**GIVEN PASSAGE:**
------------------------------------------------------------
PostgreSQL vs a Major Propritary Database

Commercial licencing terms prohibit the publication of benchmark results.
The vendor names and logos have been removed.

Introduction

PostgreSQL is an open source database, actively developed by a group of programmers around the globe, cooperating over the internet. Their work started 16 years ago at the University of California at Berkeley.

PostgreSQL is known for features, not for speed.
It has long been established that PostgreSQL has a rich feature set, with support for transactions, views, subselects, foreign keys support, checks and lots more. To my knowledge it supports the SQL 92 and 99 standards better then any other (propriatary) database system around, and has some nice extensions too!

Early versions of PostgreSQL were slow and the speed of the PostgreSQL database has been a matter of debate ever since. The issue was never really addressed, except by the TPC-C test published by Great Bridge LLC, some three years ago. This test showed that PostgreSQL's performance was at least comparable to, or even better then, three major vendors' databases and MySQL, especially under high load. The validity of the test was questioned by several parties however, mainly because of the use of ODBC drivers.

Things change.
Our company has been using PostgreSQL for some time now, mainly to rid our customers of (expensive) licenses. One thing stood out. PostgreSQL seemed to perform really well. PostgreSQL has improved a lot over the last years and has a very nice query optimizer and some nice features like better-than-row-level-locking, so tables are only partially locked during writes. Performance enhancements like this don't show up in simple tests like just inserting 100.000 rows of data, but they do show in complex querying situations. 

Every database professional knows that comparing RDBMS's is difficult and subjective. But because our Client-Server product supports 2 major commercial rdbms's as well as PostgreSQL with the same client application, and because we are able to replicate data from one database to another, we just couldn't let this oppertunity pass.

The point of this article is explicitly NOT to demonstrate a winner, the propriatary database is used as a measure to compare PostgreSQL's speed with.

Test Setup

The test servers
PostgreSQL 7.3.2 on a Pentium4 2.2 Ghz/512Mb/SCSI, RedHat linux 9
Larry 8i on a very similar Pentium4 2.2 Ghz/512mb/SCSI, Win 2000 Adv. Server
100Mbit LAN, a 2.4 Ghz client workstation

Note that PostgreSQL was configured to use more shared memory than default, because the default setting is *very* conservative, (runs on a 16Mb box) and having this set to low really hurts database performance. However the memory used by PostgreSQL in this test was significantly less then the memory used by Larry.
------------------------------------------------------------
**Named object pointing entries:**
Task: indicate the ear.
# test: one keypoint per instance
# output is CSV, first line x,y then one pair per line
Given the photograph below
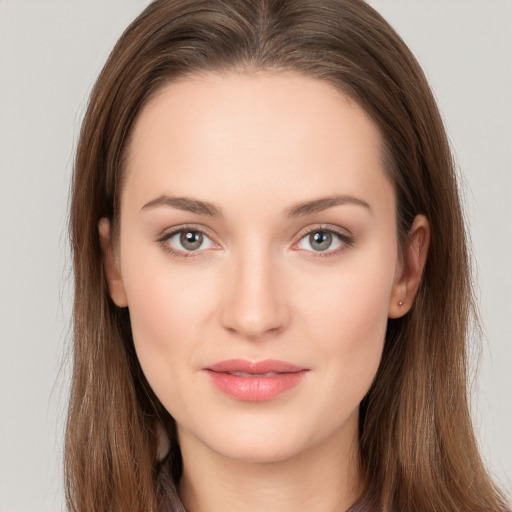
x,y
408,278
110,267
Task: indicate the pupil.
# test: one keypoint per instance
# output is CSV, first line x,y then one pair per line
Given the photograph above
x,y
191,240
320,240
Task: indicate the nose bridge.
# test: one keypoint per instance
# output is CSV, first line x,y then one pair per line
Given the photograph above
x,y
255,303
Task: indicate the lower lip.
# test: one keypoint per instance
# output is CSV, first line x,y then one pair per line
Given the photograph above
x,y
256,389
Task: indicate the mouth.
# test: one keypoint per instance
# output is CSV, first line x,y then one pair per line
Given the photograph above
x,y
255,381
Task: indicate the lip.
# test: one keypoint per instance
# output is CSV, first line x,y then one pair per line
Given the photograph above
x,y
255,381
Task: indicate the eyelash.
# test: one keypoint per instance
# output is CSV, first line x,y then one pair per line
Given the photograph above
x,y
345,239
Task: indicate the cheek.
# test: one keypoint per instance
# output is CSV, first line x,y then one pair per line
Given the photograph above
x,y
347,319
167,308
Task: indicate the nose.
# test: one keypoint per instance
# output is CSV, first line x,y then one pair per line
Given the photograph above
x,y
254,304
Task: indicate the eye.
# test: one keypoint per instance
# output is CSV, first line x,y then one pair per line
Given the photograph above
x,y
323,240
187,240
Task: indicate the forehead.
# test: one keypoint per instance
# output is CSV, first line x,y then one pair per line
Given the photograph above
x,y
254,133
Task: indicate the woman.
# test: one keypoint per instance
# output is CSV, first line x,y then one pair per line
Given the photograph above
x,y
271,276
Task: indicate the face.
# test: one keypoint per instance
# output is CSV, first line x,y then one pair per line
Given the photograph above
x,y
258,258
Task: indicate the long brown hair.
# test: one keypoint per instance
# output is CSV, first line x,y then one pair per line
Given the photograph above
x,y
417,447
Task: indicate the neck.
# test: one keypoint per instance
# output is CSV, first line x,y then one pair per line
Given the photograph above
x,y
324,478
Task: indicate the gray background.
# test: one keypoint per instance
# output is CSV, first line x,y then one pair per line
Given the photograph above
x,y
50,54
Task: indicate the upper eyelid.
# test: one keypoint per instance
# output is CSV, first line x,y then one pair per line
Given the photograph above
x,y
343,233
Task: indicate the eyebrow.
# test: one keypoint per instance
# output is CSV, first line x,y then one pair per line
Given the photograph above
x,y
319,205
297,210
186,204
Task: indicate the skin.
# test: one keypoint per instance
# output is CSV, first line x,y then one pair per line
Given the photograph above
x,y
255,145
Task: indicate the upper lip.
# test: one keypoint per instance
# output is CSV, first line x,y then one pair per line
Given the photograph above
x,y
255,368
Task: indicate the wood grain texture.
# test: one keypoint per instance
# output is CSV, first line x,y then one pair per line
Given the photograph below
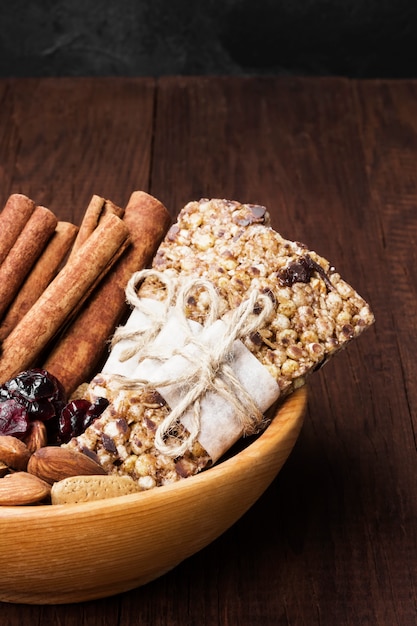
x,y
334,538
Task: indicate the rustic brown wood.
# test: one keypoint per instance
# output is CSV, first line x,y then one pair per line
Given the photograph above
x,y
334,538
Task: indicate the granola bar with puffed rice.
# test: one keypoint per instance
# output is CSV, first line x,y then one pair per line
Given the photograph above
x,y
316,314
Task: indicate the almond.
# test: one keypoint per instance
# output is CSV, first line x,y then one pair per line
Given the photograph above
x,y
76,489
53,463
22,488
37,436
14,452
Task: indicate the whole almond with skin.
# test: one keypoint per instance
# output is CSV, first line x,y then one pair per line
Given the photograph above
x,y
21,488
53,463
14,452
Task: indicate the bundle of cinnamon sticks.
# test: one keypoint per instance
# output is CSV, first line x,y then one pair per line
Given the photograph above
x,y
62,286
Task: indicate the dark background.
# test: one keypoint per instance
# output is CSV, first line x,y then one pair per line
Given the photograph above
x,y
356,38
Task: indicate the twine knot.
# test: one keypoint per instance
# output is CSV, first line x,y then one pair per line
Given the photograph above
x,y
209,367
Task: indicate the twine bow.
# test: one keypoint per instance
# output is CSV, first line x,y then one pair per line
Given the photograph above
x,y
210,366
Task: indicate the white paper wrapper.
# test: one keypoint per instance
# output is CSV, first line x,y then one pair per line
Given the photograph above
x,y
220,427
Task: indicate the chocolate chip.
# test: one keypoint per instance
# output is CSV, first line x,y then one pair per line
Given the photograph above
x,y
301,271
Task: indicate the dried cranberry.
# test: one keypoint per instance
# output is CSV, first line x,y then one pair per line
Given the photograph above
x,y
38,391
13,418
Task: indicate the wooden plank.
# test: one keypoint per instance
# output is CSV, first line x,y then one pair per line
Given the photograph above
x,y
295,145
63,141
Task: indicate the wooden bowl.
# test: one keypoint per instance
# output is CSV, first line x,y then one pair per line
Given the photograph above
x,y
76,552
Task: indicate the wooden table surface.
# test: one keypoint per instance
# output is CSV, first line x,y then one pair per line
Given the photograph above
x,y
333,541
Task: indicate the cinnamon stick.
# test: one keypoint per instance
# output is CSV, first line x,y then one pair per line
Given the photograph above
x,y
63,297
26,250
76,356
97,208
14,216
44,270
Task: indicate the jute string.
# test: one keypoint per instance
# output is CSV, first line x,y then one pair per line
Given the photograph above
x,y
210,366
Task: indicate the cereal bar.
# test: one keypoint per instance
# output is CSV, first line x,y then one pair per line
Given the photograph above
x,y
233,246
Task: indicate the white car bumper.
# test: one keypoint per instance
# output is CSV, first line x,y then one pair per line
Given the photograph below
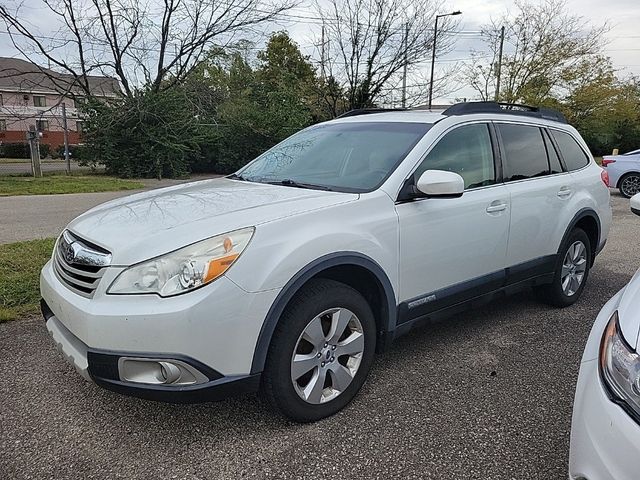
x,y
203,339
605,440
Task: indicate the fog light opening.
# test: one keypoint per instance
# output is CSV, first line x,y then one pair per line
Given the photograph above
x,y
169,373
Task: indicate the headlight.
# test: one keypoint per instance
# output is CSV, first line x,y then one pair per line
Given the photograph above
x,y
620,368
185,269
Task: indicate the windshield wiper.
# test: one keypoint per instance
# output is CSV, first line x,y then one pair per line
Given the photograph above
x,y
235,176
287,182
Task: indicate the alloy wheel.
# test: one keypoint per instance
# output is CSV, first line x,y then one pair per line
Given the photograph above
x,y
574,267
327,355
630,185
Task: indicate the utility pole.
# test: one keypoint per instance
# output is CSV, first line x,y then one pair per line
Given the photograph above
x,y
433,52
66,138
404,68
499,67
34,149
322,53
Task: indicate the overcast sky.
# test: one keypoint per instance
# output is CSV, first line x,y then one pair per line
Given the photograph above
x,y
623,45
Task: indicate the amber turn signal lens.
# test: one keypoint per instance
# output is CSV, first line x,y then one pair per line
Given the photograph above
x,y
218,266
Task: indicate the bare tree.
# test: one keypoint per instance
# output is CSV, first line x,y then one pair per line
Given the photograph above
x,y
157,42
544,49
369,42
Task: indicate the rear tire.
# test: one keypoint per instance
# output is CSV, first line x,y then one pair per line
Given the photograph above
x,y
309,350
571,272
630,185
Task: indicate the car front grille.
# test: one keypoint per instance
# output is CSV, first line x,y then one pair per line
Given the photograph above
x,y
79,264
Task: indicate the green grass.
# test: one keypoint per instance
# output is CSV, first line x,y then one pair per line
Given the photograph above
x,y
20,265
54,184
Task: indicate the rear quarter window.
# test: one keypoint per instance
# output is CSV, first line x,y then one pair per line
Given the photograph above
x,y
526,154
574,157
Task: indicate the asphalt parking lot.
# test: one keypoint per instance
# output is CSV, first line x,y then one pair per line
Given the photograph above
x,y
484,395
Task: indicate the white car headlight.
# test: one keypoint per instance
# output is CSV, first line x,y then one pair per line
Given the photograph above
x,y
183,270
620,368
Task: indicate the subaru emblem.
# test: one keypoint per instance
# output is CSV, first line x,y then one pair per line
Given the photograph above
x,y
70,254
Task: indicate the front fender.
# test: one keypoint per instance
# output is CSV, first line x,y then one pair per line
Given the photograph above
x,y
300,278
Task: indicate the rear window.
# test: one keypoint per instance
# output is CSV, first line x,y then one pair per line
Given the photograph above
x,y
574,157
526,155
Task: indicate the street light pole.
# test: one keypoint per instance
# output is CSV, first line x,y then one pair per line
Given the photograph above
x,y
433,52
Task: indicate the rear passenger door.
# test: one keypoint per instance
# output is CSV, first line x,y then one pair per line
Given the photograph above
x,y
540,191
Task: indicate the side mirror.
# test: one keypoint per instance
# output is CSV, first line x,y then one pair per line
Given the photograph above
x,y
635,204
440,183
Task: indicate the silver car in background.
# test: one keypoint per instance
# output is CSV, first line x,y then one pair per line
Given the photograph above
------------------------------------------------------------
**EXERCISE REQUIREMENTS:**
**1)** Answer each question from the PostgreSQL benchmark article.
(a) Where did work on PostgreSQL begin?
(b) Which PostgreSQL version and operating system did the PostgreSQL test server run?
(c) What was the main reason the Great Bridge TPC-C test's validity was questioned?
**2)** According to the PostgreSQL benchmark article, why was PostgreSQL set to use more shared memory than the default?
**3)** Reproduce the passage of the PostgreSQL benchmark article from "Our company has" to "complex querying situations.".

**TASK-BY-TASK SOLUTIONS:**
**1)**
(a) At the University of California at Berkeley.
(b) PostgreSQL 7.3.2 on RedHat Linux 9.
(c) The use of ODBC drivers.

**2)** The default shared memory setting is very conservative, sized so PostgreSQL runs on a 16Mb machine. Leaving it set that low seriously hurts database performance.

**3)**
Our company has been using PostgreSQL for some time now, mainly to rid our customers of (expensive) licenses. One thing stood out. PostgreSQL seemed to perform really well. PostgreSQL has improved a lot over the last years and has a very nice query optimizer and some nice features like better-than-row-level-locking, so tables are only partially locked during writes. Performance enhancements like this don't show up in simple tests like just inserting 100.000 rows of data, but they do show in complex querying situations.